Dataset extract:
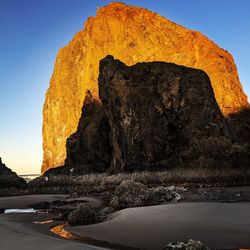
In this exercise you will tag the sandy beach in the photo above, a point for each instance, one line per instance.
(19, 232)
(218, 225)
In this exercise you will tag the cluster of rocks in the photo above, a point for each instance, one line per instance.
(151, 116)
(190, 245)
(135, 194)
(9, 179)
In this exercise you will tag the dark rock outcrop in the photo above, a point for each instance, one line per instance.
(239, 124)
(9, 179)
(151, 116)
(89, 145)
(88, 149)
(161, 115)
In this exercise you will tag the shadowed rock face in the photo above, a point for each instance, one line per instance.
(160, 114)
(89, 145)
(132, 35)
(8, 178)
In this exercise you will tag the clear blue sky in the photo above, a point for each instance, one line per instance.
(32, 31)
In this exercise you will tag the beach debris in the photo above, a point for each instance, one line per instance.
(190, 245)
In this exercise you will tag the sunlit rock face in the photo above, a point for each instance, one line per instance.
(132, 35)
(9, 179)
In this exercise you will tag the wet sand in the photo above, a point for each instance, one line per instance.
(23, 201)
(218, 225)
(19, 232)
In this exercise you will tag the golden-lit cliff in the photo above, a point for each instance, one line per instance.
(132, 35)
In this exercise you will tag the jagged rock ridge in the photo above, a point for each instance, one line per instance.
(8, 178)
(132, 35)
(151, 116)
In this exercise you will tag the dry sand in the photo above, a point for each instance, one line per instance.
(219, 225)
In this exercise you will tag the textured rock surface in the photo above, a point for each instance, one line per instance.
(239, 124)
(132, 35)
(89, 145)
(161, 115)
(8, 178)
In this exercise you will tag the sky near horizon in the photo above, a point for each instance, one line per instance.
(33, 31)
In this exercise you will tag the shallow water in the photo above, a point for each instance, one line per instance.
(15, 211)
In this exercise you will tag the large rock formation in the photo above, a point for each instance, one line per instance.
(161, 115)
(8, 178)
(89, 146)
(151, 115)
(132, 35)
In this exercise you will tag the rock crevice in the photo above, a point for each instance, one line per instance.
(132, 35)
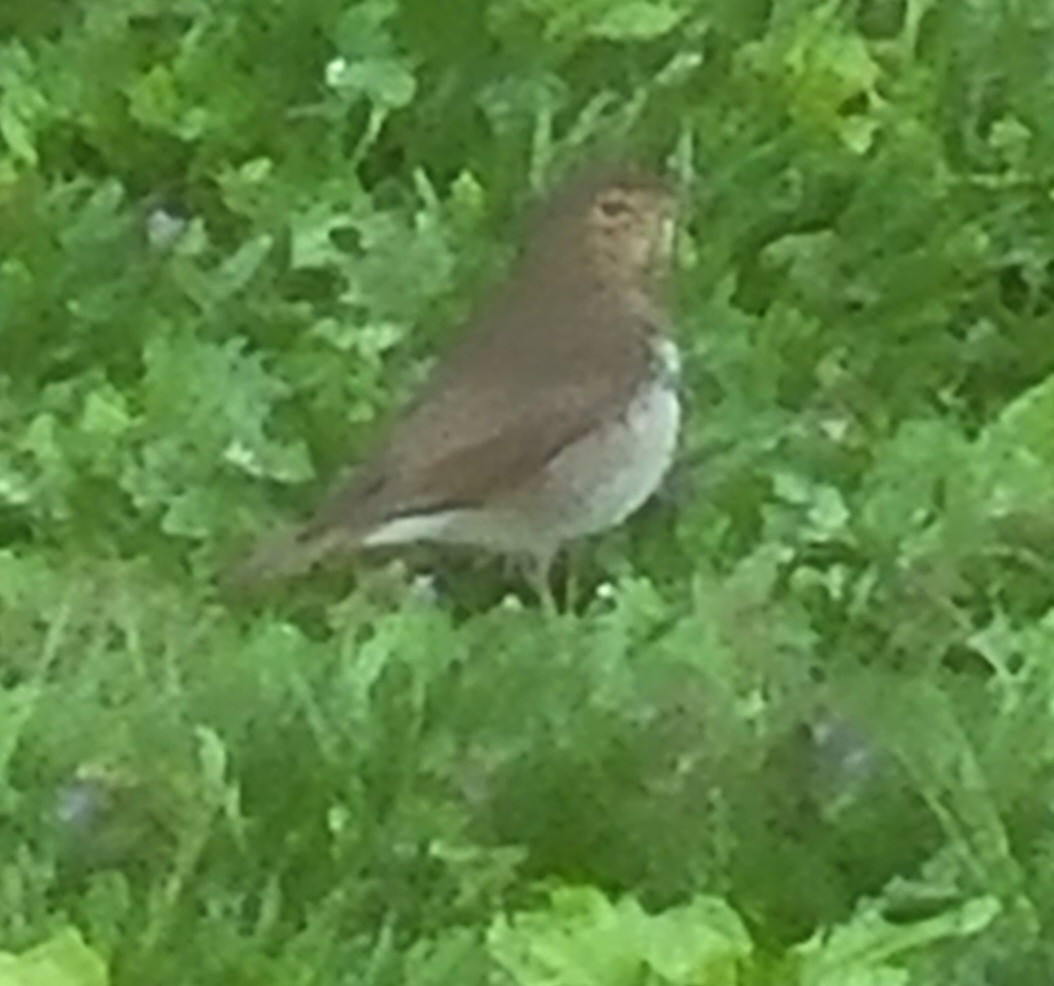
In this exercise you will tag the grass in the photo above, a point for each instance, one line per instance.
(801, 735)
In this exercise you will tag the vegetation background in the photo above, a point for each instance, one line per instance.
(803, 733)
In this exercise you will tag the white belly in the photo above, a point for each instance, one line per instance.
(592, 484)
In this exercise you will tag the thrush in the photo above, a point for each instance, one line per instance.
(554, 418)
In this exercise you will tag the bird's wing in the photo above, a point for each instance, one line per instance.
(470, 438)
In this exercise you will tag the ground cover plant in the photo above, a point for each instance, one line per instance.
(799, 728)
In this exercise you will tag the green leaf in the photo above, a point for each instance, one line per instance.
(386, 82)
(637, 20)
(859, 952)
(585, 940)
(63, 960)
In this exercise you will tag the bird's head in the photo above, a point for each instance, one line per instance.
(618, 223)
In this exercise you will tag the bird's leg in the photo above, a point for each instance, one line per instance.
(572, 569)
(538, 568)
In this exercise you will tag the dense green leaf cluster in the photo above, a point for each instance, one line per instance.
(799, 730)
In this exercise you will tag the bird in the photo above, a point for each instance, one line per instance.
(554, 417)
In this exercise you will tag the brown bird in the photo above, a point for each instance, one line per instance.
(557, 416)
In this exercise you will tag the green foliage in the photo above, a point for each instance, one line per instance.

Set task: Restate word for word the lines from the one holding "In this exercise you will tag the bird's wing" to the end of the listing, both ends included, and nothing more.

Exercise solution:
In this exercise you will tag the bird's wing in the photo above, a point for each instance, one line per instance.
(470, 438)
In this exercise you will tag the ground cover plant in the photo above, a point for each instance, one line per instance.
(799, 728)
In this exercise you will tag the green leaf in the photo above, a point for each instance, one line per instance.
(386, 82)
(637, 20)
(859, 952)
(585, 940)
(63, 960)
In this exercise you will tag the bird's head in the photo above, a point for each instance, one line per instance.
(618, 223)
In this exercise you will tag the bird's leg in the photo above, a point for each instance, one line per instance.
(572, 569)
(538, 568)
In this exercise you will tag the dense green leaf cluster in the photo above, a point for each instance, one line per instance.
(799, 730)
In this exercise you will tag the bird in the photo above, a point for each instance, one line per instance.
(554, 417)
In this exercise you will tag the brown bird in the photo above, a point for each instance, one line per instance.
(557, 416)
In this exercise you will tag the green foliage in the photo above, a point for each instance, one line per instance.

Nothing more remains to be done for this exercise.